What is required: Could you restate every record below word for word?

Recorded data:
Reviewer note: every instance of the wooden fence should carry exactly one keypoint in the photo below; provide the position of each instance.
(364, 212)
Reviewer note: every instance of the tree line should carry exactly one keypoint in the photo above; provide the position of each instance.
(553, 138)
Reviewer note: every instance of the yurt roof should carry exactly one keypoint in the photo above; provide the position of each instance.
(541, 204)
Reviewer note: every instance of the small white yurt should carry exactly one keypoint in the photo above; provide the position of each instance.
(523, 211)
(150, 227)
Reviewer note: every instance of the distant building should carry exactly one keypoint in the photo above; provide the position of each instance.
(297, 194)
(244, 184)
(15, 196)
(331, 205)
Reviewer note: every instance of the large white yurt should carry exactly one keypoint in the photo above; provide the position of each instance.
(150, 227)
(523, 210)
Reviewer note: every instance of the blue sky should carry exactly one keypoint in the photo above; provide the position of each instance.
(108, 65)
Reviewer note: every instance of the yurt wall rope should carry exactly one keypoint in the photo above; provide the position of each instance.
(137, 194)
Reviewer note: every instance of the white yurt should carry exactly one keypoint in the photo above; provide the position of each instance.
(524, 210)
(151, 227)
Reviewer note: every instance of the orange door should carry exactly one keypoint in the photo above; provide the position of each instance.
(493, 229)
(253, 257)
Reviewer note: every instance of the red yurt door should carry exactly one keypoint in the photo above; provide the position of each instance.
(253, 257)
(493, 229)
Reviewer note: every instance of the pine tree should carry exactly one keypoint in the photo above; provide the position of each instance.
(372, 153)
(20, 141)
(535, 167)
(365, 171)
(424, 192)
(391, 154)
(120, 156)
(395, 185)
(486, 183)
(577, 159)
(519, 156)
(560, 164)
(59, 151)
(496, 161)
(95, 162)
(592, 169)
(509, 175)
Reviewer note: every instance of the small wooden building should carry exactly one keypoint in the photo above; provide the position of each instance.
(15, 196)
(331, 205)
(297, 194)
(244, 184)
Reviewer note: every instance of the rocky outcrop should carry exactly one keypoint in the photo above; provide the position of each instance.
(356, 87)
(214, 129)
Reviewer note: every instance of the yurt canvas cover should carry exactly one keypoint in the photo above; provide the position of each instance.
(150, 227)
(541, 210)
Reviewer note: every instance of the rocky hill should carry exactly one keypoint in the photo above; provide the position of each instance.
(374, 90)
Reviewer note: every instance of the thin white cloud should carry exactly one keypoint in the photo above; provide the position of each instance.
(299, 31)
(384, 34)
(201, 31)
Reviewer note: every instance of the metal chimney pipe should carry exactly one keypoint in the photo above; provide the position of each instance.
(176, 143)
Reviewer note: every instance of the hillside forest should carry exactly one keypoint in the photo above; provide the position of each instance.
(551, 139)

Exercise result:
Reviewer note: every instance of the wooden fence should carry exactly one keypoint in the photo below; provide the position of each instance.
(364, 212)
Reviewer note: every instance of the tree line should carry exactly one keypoint in the photo above; provide the position of each instance.
(553, 138)
Reviewer note: every instance of the yurt roof should carry exactly one keypoint in the photo above; provide the position of each instance.
(541, 204)
Reviewer note: every instance of the small white yurt should carry exactly one keypoint in the photo above; provide the position of each instance.
(523, 211)
(150, 227)
Reviewer note: every instance of the distant building should carry exactly one keypoint in the photo above; provide the position of each instance.
(297, 194)
(244, 184)
(15, 196)
(331, 205)
Reviewer note: every instance of the large white yurt should carry exactly one keypoint in the photo above; provide the position of each instance.
(150, 227)
(523, 210)
Reviewer note: every instance of the blue sky should carry exactly one keypoint in the photo above; provide the position of each instance.
(108, 65)
Reviewer note: every instance of the yurt wall rope should carry exactly one keypoint in the photo above; provide the position of each instance.
(137, 194)
Reviewer note: every instance of the white yurt should carry exactly one keypoint in the photo above; provide the position of each instance.
(524, 210)
(151, 227)
Reviewer note: every instance of the orange door should carry exactly one keypoint in the photo above; provide the position of each instance.
(493, 229)
(253, 257)
Reviewer note: every instance of the red yurt door should carry exactly one keypoint in the photo above; provide the position of each instance.
(253, 257)
(493, 229)
Reviewer note: every instance of the pine tree should carry exactly one keypoint in the photo above; provide the position of each instance.
(372, 153)
(20, 141)
(535, 167)
(365, 171)
(424, 192)
(391, 154)
(120, 156)
(395, 185)
(486, 183)
(577, 159)
(519, 156)
(560, 164)
(59, 151)
(496, 161)
(95, 162)
(592, 169)
(509, 175)
Reviewer note: every instance of the small wooden building should carry exactly one keypoint in the photo above; provide the position of each instance.
(15, 196)
(331, 205)
(297, 194)
(244, 184)
Reviewer note: every instance of the rocky outcrop should carry exactly one keypoint in the photo above; provide the position of each instance.
(356, 87)
(214, 129)
Reviewer note: every instance of the yurt canvas cover should carry exactly one keypoint in the photo above; provide the position of each instance.
(150, 227)
(541, 210)
Reviewer note: every instance of the rocky hill should carry exactly one keypoint in the photo above; provide the position of each instance.
(374, 90)
Reviewer note: every instance of the thin white cloud should carry exactly one keypoint in the photo above; provide the position of each instance.
(299, 31)
(384, 34)
(201, 31)
Reviewer note: every instance of the metal chimney pipe should carry exactly one keypoint in the photo above; provide the position of each instance.
(176, 143)
Reviewer note: every instance of the hillside forest should carry exactly one keypoint in the photo above; provide the position of each instance.
(551, 139)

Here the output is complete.